Task goal: Find the line that contains "task: provide the mask of every instance of the skin". Then set down that line and all the lines after it, to the end of the records, exactly and with nothing added.

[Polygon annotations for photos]

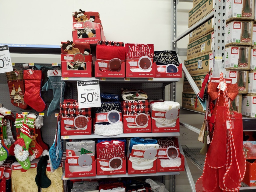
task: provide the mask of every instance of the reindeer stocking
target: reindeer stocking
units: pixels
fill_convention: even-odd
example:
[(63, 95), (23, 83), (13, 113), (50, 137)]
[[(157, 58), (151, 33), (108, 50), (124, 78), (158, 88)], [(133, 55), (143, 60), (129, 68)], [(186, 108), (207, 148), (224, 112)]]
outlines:
[(17, 70), (6, 73), (12, 103), (23, 109), (28, 108), (24, 101), (23, 72)]
[(41, 97), (42, 71), (25, 70), (24, 78), (25, 80), (24, 101), (37, 111), (44, 111), (47, 106)]

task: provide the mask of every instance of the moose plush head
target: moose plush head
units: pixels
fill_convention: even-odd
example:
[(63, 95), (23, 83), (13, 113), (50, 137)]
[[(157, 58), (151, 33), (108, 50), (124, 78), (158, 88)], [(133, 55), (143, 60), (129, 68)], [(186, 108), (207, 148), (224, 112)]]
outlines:
[(76, 11), (74, 13), (72, 13), (72, 15), (75, 17), (75, 19), (79, 22), (83, 22), (89, 20), (86, 17), (87, 15), (84, 14), (85, 11), (82, 10), (81, 9), (79, 9), (79, 10), (80, 11), (79, 12)]
[(74, 45), (75, 44), (73, 43), (73, 41), (67, 41), (66, 43), (63, 43), (62, 44), (60, 44), (60, 47), (64, 49), (65, 52), (67, 52), (68, 54), (74, 55), (80, 52), (79, 49), (74, 47)]

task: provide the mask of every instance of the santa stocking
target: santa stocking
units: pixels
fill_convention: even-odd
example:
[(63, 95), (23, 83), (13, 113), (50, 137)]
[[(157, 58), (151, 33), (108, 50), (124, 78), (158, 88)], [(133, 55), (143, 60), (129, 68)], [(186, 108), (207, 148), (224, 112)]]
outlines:
[(20, 137), (14, 143), (14, 153), (17, 161), (24, 169), (27, 170), (30, 168), (30, 162), (29, 155), (33, 153), (33, 152), (29, 152), (29, 145), (32, 141), (29, 127), (23, 123), (20, 129)]
[[(52, 89), (53, 92), (53, 99), (51, 102), (47, 111), (47, 116), (49, 116), (57, 109), (60, 109), (60, 103), (64, 100), (64, 91), (66, 82), (61, 81), (61, 71), (49, 70), (47, 72), (49, 80), (43, 87), (42, 90), (48, 91), (48, 89)], [(62, 84), (62, 86), (61, 84)], [(61, 93), (61, 100), (60, 95)]]
[(38, 112), (44, 111), (47, 107), (41, 97), (42, 71), (32, 69), (24, 71), (25, 80), (24, 100), (31, 107)]
[(4, 143), (3, 141), (0, 138), (0, 166), (1, 166), (8, 157), (7, 151), (4, 148), (3, 144)]
[(15, 106), (25, 109), (28, 105), (24, 99), (24, 80), (23, 72), (17, 70), (6, 73), (10, 97), (12, 104)]

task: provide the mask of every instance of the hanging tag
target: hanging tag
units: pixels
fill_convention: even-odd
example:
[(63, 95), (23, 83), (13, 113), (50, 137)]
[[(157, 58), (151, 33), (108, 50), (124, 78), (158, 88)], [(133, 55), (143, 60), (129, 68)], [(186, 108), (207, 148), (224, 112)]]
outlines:
[(194, 98), (192, 97), (190, 99), (190, 105), (191, 106), (194, 106)]
[(29, 75), (31, 75), (34, 73), (34, 72), (35, 72), (34, 71), (34, 70), (33, 69), (31, 69), (28, 70), (27, 72), (28, 73)]
[(226, 85), (222, 81), (220, 83), (220, 90), (224, 91), (226, 89)]
[(211, 143), (211, 141), (210, 140), (210, 135), (207, 135), (207, 144), (208, 144)]
[(17, 71), (14, 71), (14, 73), (15, 73), (15, 74), (16, 75), (16, 77), (18, 77), (18, 76), (19, 75), (19, 73)]
[(202, 85), (203, 84), (203, 83), (204, 82), (204, 81), (205, 81), (205, 79), (201, 79), (201, 87), (202, 87)]
[(227, 128), (230, 129), (230, 124), (229, 123), (229, 121), (228, 120), (226, 122), (227, 124)]

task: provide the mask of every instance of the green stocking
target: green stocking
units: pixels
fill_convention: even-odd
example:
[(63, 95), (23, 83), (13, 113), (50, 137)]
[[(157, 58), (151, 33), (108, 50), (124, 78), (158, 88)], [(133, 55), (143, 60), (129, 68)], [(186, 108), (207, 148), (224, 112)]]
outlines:
[(29, 159), (29, 147), (32, 141), (29, 127), (23, 123), (20, 129), (19, 138), (14, 143), (15, 157), (22, 168), (27, 170), (30, 168), (30, 162)]
[(208, 144), (207, 144), (207, 136), (209, 134), (209, 131), (206, 131), (205, 132), (204, 142), (204, 146), (200, 150), (200, 154), (201, 155), (205, 155), (208, 150)]

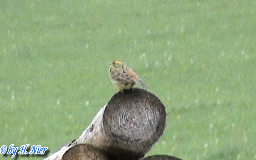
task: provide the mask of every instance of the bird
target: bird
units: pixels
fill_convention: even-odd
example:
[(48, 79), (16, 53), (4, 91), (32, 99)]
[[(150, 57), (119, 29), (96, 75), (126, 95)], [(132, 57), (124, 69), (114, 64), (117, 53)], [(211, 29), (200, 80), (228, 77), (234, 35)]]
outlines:
[(148, 87), (142, 82), (138, 74), (122, 60), (115, 60), (110, 64), (109, 77), (120, 91), (123, 92), (124, 90), (130, 90), (137, 83), (144, 88)]

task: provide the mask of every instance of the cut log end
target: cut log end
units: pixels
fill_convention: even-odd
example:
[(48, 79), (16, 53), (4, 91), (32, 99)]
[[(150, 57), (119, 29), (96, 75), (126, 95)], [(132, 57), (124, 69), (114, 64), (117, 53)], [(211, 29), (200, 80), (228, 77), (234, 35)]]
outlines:
[(118, 92), (110, 99), (103, 115), (103, 126), (106, 134), (115, 140), (114, 148), (116, 146), (143, 154), (162, 134), (166, 116), (164, 107), (156, 96), (133, 88)]

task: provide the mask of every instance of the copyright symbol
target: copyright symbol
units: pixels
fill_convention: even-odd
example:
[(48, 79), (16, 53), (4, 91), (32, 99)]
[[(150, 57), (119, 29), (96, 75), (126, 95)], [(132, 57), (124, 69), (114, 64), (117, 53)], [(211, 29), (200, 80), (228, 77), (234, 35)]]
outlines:
[(0, 153), (2, 154), (4, 154), (6, 153), (6, 150), (7, 149), (7, 147), (6, 147), (5, 145), (3, 145), (2, 147), (1, 147), (1, 148), (0, 148)]

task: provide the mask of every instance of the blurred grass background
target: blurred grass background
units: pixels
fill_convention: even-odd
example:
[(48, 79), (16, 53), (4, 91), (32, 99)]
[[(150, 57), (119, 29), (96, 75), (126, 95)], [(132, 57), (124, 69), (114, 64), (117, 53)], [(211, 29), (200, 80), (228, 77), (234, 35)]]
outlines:
[(168, 113), (146, 156), (256, 159), (255, 22), (253, 0), (1, 2), (0, 145), (77, 138), (117, 92), (117, 58)]

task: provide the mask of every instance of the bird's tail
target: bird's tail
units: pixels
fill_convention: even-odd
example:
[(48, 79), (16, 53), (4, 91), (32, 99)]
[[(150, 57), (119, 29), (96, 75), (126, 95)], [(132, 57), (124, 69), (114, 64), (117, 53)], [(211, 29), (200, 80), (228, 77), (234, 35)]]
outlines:
[(141, 81), (141, 80), (139, 80), (138, 81), (139, 81), (139, 83), (140, 83), (140, 86), (141, 86), (143, 88), (148, 88), (148, 86), (147, 86), (145, 84), (143, 83), (142, 81)]

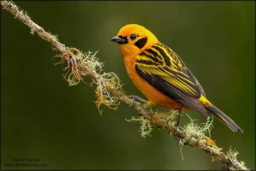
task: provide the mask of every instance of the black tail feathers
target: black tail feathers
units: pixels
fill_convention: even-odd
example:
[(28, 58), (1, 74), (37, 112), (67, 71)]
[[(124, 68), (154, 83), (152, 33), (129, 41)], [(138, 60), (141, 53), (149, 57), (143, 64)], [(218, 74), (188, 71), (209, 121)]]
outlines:
[(205, 109), (233, 131), (244, 132), (242, 129), (233, 120), (214, 105), (212, 105), (209, 107), (205, 107)]

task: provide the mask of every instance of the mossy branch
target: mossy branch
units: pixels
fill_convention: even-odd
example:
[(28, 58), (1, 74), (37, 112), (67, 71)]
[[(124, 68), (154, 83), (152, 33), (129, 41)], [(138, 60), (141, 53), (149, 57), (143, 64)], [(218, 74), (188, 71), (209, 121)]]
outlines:
[[(99, 100), (98, 98), (97, 100), (99, 100), (98, 107), (101, 104), (104, 104), (115, 109), (115, 105), (118, 105), (116, 103), (117, 101), (129, 106), (131, 99), (120, 90), (120, 85), (117, 76), (113, 73), (101, 74), (100, 72), (97, 72), (97, 67), (99, 67), (100, 70), (102, 63), (98, 61), (98, 59), (93, 54), (90, 52), (89, 54), (82, 53), (76, 49), (65, 47), (64, 44), (59, 42), (56, 36), (45, 31), (42, 27), (36, 24), (26, 12), (20, 10), (12, 2), (1, 1), (1, 5), (4, 9), (14, 15), (15, 18), (29, 26), (31, 34), (36, 32), (39, 37), (48, 42), (53, 51), (62, 57), (61, 63), (67, 63), (67, 68), (71, 68), (68, 78), (70, 85), (75, 85), (80, 80), (83, 80), (82, 76), (90, 77), (92, 79), (93, 83), (98, 86), (96, 90), (96, 95), (102, 98), (102, 99)], [(104, 97), (110, 98), (109, 101), (106, 101)], [(96, 104), (97, 102), (96, 101)], [(111, 105), (114, 105), (114, 107), (111, 107)], [(226, 165), (227, 168), (230, 169), (248, 169), (244, 166), (244, 162), (239, 161), (237, 159), (237, 152), (230, 149), (225, 154), (221, 152), (222, 148), (217, 147), (214, 141), (208, 137), (203, 138), (202, 136), (193, 136), (193, 134), (186, 132), (186, 127), (183, 131), (177, 130), (173, 124), (170, 124), (170, 121), (173, 121), (174, 117), (169, 118), (171, 120), (165, 121), (163, 118), (166, 119), (166, 117), (163, 117), (163, 114), (153, 112), (143, 105), (134, 103), (130, 107), (134, 108), (140, 116), (147, 119), (157, 127), (174, 135), (176, 139), (178, 138), (183, 145), (189, 145), (202, 150), (212, 156), (213, 161), (219, 160), (221, 163)], [(206, 127), (205, 129), (209, 128)], [(204, 139), (203, 141), (202, 139)]]

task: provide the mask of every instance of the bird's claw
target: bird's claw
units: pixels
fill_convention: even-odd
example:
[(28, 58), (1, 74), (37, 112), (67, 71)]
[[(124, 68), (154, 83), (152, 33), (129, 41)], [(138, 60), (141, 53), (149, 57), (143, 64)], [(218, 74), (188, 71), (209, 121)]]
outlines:
[(131, 107), (134, 105), (135, 100), (140, 101), (141, 102), (146, 102), (146, 103), (147, 102), (147, 101), (146, 100), (144, 100), (143, 98), (140, 98), (139, 97), (135, 95), (130, 95), (128, 97), (131, 99), (131, 101), (129, 105), (129, 107)]

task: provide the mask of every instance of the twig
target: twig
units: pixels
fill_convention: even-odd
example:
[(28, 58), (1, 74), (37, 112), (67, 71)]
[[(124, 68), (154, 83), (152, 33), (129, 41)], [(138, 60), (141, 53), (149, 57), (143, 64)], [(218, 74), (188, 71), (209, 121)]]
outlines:
[[(57, 39), (56, 36), (45, 31), (43, 28), (33, 22), (31, 18), (28, 16), (26, 12), (19, 9), (19, 8), (11, 1), (1, 1), (1, 5), (3, 8), (12, 15), (15, 18), (20, 20), (24, 24), (28, 26), (31, 30), (31, 33), (33, 34), (36, 32), (38, 36), (48, 42), (54, 51), (59, 54), (64, 54), (70, 52), (68, 47), (65, 45), (60, 43)], [(76, 58), (76, 56), (73, 57)], [(78, 61), (79, 62), (79, 61)], [(103, 77), (103, 76), (92, 70), (89, 67), (84, 66), (80, 69), (86, 73), (86, 75), (91, 77), (95, 81), (100, 79), (104, 80), (105, 85), (108, 87), (109, 91), (123, 103), (129, 106), (131, 102), (130, 98), (121, 90), (115, 88), (111, 83), (109, 83)], [(200, 141), (199, 139), (194, 137), (188, 137), (185, 132), (177, 130), (176, 127), (166, 125), (160, 122), (153, 112), (142, 107), (142, 105), (134, 103), (131, 107), (138, 112), (138, 114), (147, 118), (150, 122), (158, 128), (166, 131), (168, 133), (175, 135), (176, 138), (182, 140), (184, 145), (189, 145), (192, 147), (197, 147), (204, 152), (206, 152), (211, 156), (213, 160), (219, 160), (221, 163), (226, 164), (229, 169), (239, 170), (248, 170), (241, 162), (238, 161), (235, 157), (230, 155), (227, 155), (220, 150), (220, 148), (215, 145), (212, 145)], [(210, 139), (210, 138), (209, 138)], [(211, 140), (211, 139), (210, 139)], [(212, 140), (211, 140), (212, 141)], [(214, 144), (215, 145), (215, 144)]]

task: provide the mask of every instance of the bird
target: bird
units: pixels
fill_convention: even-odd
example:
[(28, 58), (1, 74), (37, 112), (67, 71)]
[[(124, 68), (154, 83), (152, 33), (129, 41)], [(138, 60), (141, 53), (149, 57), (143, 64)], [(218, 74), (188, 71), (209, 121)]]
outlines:
[(180, 57), (159, 42), (144, 26), (127, 24), (111, 40), (119, 44), (127, 73), (138, 89), (147, 98), (132, 95), (132, 100), (179, 111), (179, 128), (183, 110), (213, 115), (233, 132), (242, 129), (206, 98), (199, 81)]

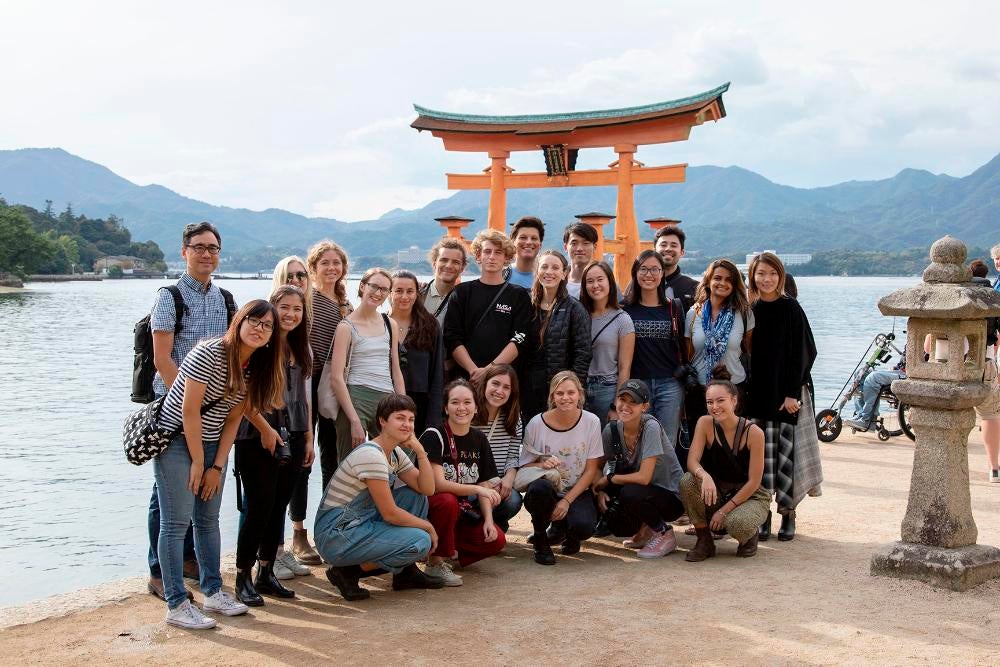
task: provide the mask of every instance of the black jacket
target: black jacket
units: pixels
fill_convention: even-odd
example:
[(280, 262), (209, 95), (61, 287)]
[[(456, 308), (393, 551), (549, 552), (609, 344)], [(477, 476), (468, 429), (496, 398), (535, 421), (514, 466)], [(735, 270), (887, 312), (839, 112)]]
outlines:
[(559, 371), (576, 373), (583, 386), (587, 386), (590, 370), (591, 319), (587, 309), (571, 296), (558, 301), (552, 309), (545, 339), (541, 339), (541, 325), (545, 313), (534, 311), (530, 327), (528, 349), (520, 367), (522, 419), (545, 410), (549, 395), (549, 382)]

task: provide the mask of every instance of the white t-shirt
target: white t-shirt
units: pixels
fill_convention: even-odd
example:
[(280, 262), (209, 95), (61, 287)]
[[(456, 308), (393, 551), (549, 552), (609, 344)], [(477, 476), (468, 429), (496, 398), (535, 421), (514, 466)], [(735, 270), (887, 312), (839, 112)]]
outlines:
[(396, 447), (392, 450), (390, 461), (386, 461), (382, 448), (372, 447), (370, 443), (358, 445), (347, 455), (326, 486), (323, 498), (323, 509), (330, 507), (347, 507), (351, 501), (368, 488), (365, 480), (381, 479), (389, 481), (389, 473), (402, 475), (407, 470), (413, 470), (413, 462), (406, 453)]
[(549, 426), (542, 415), (535, 415), (524, 429), (520, 465), (534, 463), (540, 454), (559, 459), (559, 475), (563, 489), (568, 491), (583, 475), (587, 461), (604, 456), (601, 420), (582, 410), (576, 424), (559, 431)]
[[(705, 330), (701, 326), (701, 313), (696, 315), (696, 310), (698, 310), (697, 307), (688, 311), (687, 326), (684, 327), (684, 330), (687, 331), (688, 338), (691, 339), (691, 344), (694, 346), (694, 358), (691, 360), (691, 363), (698, 369), (701, 379), (704, 380), (705, 373), (712, 369), (705, 368)], [(753, 331), (753, 327), (753, 311), (751, 310), (747, 313), (747, 330)], [(747, 379), (746, 373), (743, 370), (743, 364), (740, 363), (740, 343), (742, 341), (743, 315), (735, 313), (733, 315), (733, 327), (729, 330), (729, 341), (726, 344), (726, 352), (722, 355), (722, 362), (729, 369), (729, 375), (732, 376), (733, 384), (739, 384)]]

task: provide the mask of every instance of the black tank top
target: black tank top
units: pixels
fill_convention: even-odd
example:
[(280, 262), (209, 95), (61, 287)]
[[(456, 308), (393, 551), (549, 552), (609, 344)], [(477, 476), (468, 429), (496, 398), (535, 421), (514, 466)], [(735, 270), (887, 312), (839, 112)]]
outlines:
[(736, 424), (737, 450), (726, 440), (726, 433), (719, 422), (713, 420), (715, 439), (702, 455), (701, 465), (712, 476), (716, 483), (727, 486), (742, 486), (750, 479), (750, 447), (747, 438), (750, 425), (745, 417), (740, 417)]

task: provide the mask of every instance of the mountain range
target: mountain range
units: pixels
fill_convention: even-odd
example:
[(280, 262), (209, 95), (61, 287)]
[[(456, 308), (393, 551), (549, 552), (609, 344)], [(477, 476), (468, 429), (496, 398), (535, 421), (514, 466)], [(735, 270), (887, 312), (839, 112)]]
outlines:
[[(0, 151), (0, 197), (39, 209), (51, 200), (57, 212), (72, 204), (88, 217), (116, 215), (133, 239), (156, 241), (169, 257), (181, 228), (198, 220), (215, 223), (226, 250), (234, 253), (265, 247), (302, 252), (323, 237), (355, 255), (391, 254), (409, 245), (427, 248), (442, 233), (434, 218), (473, 218), (467, 236), (483, 228), (489, 195), (462, 191), (421, 209), (345, 222), (281, 209), (215, 206), (160, 185), (136, 185), (59, 148), (26, 148)], [(552, 243), (545, 245), (558, 246), (562, 227), (575, 214), (613, 213), (615, 199), (613, 187), (510, 190), (507, 216), (513, 222), (537, 215), (552, 228)], [(904, 169), (892, 178), (811, 189), (780, 185), (740, 167), (694, 166), (685, 183), (638, 186), (635, 200), (640, 220), (683, 220), (689, 249), (708, 256), (738, 256), (765, 247), (900, 250), (927, 246), (944, 233), (989, 247), (1000, 241), (1000, 155), (962, 178)], [(644, 237), (651, 236), (646, 225), (640, 227)]]

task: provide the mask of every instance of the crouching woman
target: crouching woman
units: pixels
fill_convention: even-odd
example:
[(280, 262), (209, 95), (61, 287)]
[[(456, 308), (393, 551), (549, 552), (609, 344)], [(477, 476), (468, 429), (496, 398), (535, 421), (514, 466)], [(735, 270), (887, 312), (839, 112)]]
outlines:
[[(705, 387), (708, 414), (698, 420), (688, 470), (681, 478), (681, 499), (698, 541), (685, 560), (715, 555), (712, 531), (726, 532), (739, 542), (737, 556), (757, 554), (757, 527), (767, 517), (771, 497), (761, 488), (764, 432), (736, 416), (739, 391), (725, 368), (712, 371)], [(730, 444), (731, 443), (731, 444)]]
[[(408, 396), (383, 397), (375, 408), (379, 435), (351, 450), (327, 484), (316, 514), (316, 548), (345, 600), (371, 597), (358, 581), (386, 571), (397, 591), (444, 585), (416, 566), (438, 541), (427, 521), (434, 471), (413, 434), (416, 411)], [(413, 451), (416, 467), (402, 447)], [(394, 488), (397, 478), (405, 486)]]
[(601, 420), (582, 409), (584, 399), (576, 373), (556, 373), (549, 383), (549, 409), (532, 417), (524, 431), (518, 476), (532, 468), (558, 472), (557, 483), (542, 473), (524, 494), (534, 530), (529, 541), (540, 565), (555, 565), (553, 545), (561, 543), (565, 556), (580, 551), (580, 543), (594, 534), (597, 523), (590, 485), (600, 474), (604, 448)]
[(476, 396), (467, 380), (458, 379), (444, 389), (443, 433), (428, 428), (420, 437), (434, 467), (435, 493), (428, 518), (437, 530), (438, 548), (427, 559), (426, 573), (461, 586), (447, 559), (466, 567), (495, 556), (506, 538), (493, 521), (500, 494), (493, 490), (497, 468), (486, 436), (472, 428)]
[(594, 483), (597, 505), (614, 535), (628, 536), (626, 547), (640, 558), (660, 558), (677, 542), (670, 521), (684, 513), (678, 484), (684, 471), (674, 446), (649, 409), (649, 387), (629, 380), (618, 390), (619, 420), (604, 428), (608, 474)]

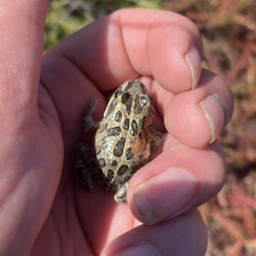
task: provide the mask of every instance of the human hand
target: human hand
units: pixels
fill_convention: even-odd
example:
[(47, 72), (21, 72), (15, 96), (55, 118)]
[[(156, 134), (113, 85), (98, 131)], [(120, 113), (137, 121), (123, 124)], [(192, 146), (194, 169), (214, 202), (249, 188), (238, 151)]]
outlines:
[[(221, 150), (208, 143), (233, 102), (223, 80), (201, 72), (195, 26), (170, 12), (115, 12), (49, 51), (38, 86), (47, 3), (18, 2), (4, 0), (0, 16), (0, 254), (204, 255), (194, 209), (223, 182)], [(131, 179), (128, 204), (116, 204), (112, 193), (80, 188), (74, 148), (92, 99), (100, 99), (100, 118), (108, 92), (135, 77), (155, 99), (156, 125), (168, 132), (163, 152)]]

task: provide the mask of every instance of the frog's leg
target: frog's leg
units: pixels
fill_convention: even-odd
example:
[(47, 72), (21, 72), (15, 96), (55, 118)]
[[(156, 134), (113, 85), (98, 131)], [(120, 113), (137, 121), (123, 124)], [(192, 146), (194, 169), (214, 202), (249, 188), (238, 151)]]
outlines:
[(158, 148), (163, 142), (162, 132), (157, 131), (152, 125), (148, 127), (148, 138), (150, 141), (150, 147), (152, 150)]
[(126, 191), (127, 190), (128, 182), (127, 181), (115, 195), (115, 200), (116, 203), (124, 203), (126, 202)]
[(85, 109), (83, 118), (83, 127), (84, 133), (94, 132), (99, 128), (100, 121), (94, 122), (93, 115), (95, 109), (98, 99), (93, 99), (90, 105)]
[(93, 187), (93, 179), (90, 170), (90, 165), (94, 164), (92, 150), (83, 142), (77, 145), (76, 154), (76, 167), (78, 179), (81, 186), (87, 191), (90, 192)]

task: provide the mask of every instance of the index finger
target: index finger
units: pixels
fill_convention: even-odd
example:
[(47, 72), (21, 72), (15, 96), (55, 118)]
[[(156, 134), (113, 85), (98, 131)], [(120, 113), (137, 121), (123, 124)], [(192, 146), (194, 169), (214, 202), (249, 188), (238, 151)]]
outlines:
[(122, 10), (85, 27), (56, 52), (65, 52), (100, 90), (142, 75), (177, 93), (197, 84), (202, 44), (195, 26), (181, 15)]

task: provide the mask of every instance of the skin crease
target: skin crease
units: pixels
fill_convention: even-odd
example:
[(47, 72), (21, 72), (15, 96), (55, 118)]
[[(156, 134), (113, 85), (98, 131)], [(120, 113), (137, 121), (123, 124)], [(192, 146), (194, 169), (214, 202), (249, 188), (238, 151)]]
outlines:
[[(230, 118), (233, 99), (222, 79), (201, 71), (202, 44), (195, 25), (168, 12), (120, 10), (43, 58), (47, 1), (1, 3), (0, 255), (110, 255), (144, 243), (161, 255), (204, 255), (205, 228), (194, 209), (220, 191), (225, 164), (218, 141), (207, 144), (210, 126), (198, 102), (218, 95), (222, 110), (214, 112), (214, 101), (208, 107), (220, 132)], [(191, 43), (199, 51), (190, 56), (195, 77), (201, 77), (193, 91), (184, 58)], [(98, 120), (109, 92), (136, 77), (155, 99), (156, 125), (165, 132), (164, 141), (156, 157), (131, 180), (128, 204), (116, 204), (112, 193), (95, 186), (88, 194), (80, 188), (74, 154), (83, 112), (92, 99), (99, 99)], [(187, 114), (189, 109), (193, 115)], [(134, 204), (134, 190), (149, 179), (154, 185), (154, 177), (173, 166), (195, 177), (193, 198), (170, 205), (159, 223), (138, 227), (146, 221)], [(172, 187), (173, 181), (168, 182)], [(166, 197), (161, 184), (154, 189), (159, 200)]]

Correct answer:
task: provide the mask of every instance of the skin crease
target: skin crease
units: pixels
fill_convention: even-odd
example:
[(47, 72), (21, 72), (15, 96), (55, 118)]
[[(156, 134), (113, 85), (98, 131)], [(120, 113), (137, 121), (123, 124)], [(192, 146), (194, 169), (214, 202), (249, 188), (238, 151)]]
outlines:
[[(230, 118), (233, 99), (222, 79), (201, 71), (202, 44), (195, 25), (168, 12), (120, 10), (43, 58), (47, 1), (1, 3), (0, 255), (110, 255), (144, 243), (161, 255), (204, 255), (205, 228), (194, 209), (220, 191), (225, 164), (218, 141), (207, 144), (210, 126), (198, 102), (218, 95), (222, 110), (214, 112), (214, 101), (208, 107), (220, 132)], [(191, 43), (199, 51), (190, 56), (195, 77), (201, 77), (193, 91), (184, 58)], [(98, 120), (109, 92), (136, 77), (155, 99), (156, 125), (165, 132), (164, 141), (156, 157), (131, 180), (128, 204), (116, 204), (112, 193), (95, 186), (88, 194), (80, 188), (74, 154), (83, 112), (92, 99), (99, 99)], [(187, 114), (189, 109), (193, 115)], [(134, 204), (134, 190), (149, 179), (154, 185), (154, 177), (173, 166), (195, 177), (193, 198), (170, 205), (159, 223), (138, 227), (146, 221)], [(172, 187), (173, 181), (168, 182)], [(166, 197), (161, 184), (154, 189), (159, 200)]]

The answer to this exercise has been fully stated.